*RECORDS FOR THE EXERCISE*:
————————
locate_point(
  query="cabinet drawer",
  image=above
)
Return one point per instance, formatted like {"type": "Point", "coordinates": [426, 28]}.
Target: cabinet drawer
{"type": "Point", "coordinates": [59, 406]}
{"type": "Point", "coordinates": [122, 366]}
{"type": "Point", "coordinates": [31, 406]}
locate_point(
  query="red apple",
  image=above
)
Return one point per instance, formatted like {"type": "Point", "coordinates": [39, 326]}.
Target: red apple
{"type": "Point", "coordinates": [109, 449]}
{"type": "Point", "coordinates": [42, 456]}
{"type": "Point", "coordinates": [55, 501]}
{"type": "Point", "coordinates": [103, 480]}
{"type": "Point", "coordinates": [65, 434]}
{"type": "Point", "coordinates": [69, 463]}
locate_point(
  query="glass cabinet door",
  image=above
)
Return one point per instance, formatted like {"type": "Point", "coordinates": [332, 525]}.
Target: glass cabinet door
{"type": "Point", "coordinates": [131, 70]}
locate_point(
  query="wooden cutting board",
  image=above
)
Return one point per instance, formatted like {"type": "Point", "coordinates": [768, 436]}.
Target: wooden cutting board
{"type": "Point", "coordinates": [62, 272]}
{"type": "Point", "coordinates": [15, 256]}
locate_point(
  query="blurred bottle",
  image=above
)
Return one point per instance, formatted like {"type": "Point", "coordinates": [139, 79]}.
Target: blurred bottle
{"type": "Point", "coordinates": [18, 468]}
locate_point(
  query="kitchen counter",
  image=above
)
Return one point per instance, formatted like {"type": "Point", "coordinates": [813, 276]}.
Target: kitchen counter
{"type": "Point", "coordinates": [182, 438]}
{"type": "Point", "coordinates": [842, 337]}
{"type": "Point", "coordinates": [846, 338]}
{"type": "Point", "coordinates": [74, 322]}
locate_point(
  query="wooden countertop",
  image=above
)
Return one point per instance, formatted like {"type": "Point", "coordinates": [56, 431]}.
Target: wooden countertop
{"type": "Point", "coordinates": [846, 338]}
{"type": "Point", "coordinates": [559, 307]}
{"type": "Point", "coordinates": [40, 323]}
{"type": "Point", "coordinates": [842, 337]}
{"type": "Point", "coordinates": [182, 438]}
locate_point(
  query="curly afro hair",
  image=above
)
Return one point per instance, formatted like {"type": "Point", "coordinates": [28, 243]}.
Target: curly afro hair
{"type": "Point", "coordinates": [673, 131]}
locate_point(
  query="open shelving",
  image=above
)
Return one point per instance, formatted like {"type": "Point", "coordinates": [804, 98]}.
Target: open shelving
————————
*JOB*:
Every record should be given again exactly.

*TASK SOLUTION*:
locate_point(
  query="cabinet drawer",
  image=above
)
Return one point per instance, formatted like {"type": "Point", "coordinates": [426, 28]}.
Target: cabinet drawer
{"type": "Point", "coordinates": [59, 406]}
{"type": "Point", "coordinates": [122, 366]}
{"type": "Point", "coordinates": [31, 406]}
locate_point(
  query="red apple",
  image=above
)
Return one point per instance, formatted like {"type": "Point", "coordinates": [39, 326]}.
Target: red apple
{"type": "Point", "coordinates": [109, 449]}
{"type": "Point", "coordinates": [42, 456]}
{"type": "Point", "coordinates": [55, 501]}
{"type": "Point", "coordinates": [103, 480]}
{"type": "Point", "coordinates": [65, 434]}
{"type": "Point", "coordinates": [69, 463]}
locate_point(
  query="glass cabinet door",
  image=above
)
Return one point per instance, formatted like {"type": "Point", "coordinates": [332, 525]}.
Target: glass cabinet door
{"type": "Point", "coordinates": [131, 70]}
locate_point(
  query="wooden cutting board",
  image=above
)
Return one point per instance, formatted like {"type": "Point", "coordinates": [768, 436]}.
Target: wooden cutting board
{"type": "Point", "coordinates": [62, 272]}
{"type": "Point", "coordinates": [15, 256]}
locate_point(
  query="blurred bottle",
  image=above
)
Return one point per instance, formatted like {"type": "Point", "coordinates": [139, 79]}.
Target: blurred bottle
{"type": "Point", "coordinates": [18, 468]}
locate_point(
  query="kitchen counter",
  image=above
)
Return one point per instance, formatted like {"type": "Point", "coordinates": [813, 276]}.
Target: kitchen counter
{"type": "Point", "coordinates": [182, 438]}
{"type": "Point", "coordinates": [842, 337]}
{"type": "Point", "coordinates": [846, 338]}
{"type": "Point", "coordinates": [74, 322]}
locate_point(
  query="wooden countertop",
  image=above
)
Return one point per instance, formatted like {"type": "Point", "coordinates": [56, 431]}.
Target: wooden countertop
{"type": "Point", "coordinates": [846, 338]}
{"type": "Point", "coordinates": [559, 307]}
{"type": "Point", "coordinates": [40, 323]}
{"type": "Point", "coordinates": [842, 337]}
{"type": "Point", "coordinates": [182, 438]}
locate_point(
  query="curly afro hair",
  image=above
)
Return one point per instance, formatted like {"type": "Point", "coordinates": [28, 243]}.
Target: curly afro hair
{"type": "Point", "coordinates": [673, 131]}
locate_point(
  query="open shelving",
  image=above
)
Return one point per instance, formatted like {"type": "Point", "coordinates": [804, 98]}.
Target: open shelving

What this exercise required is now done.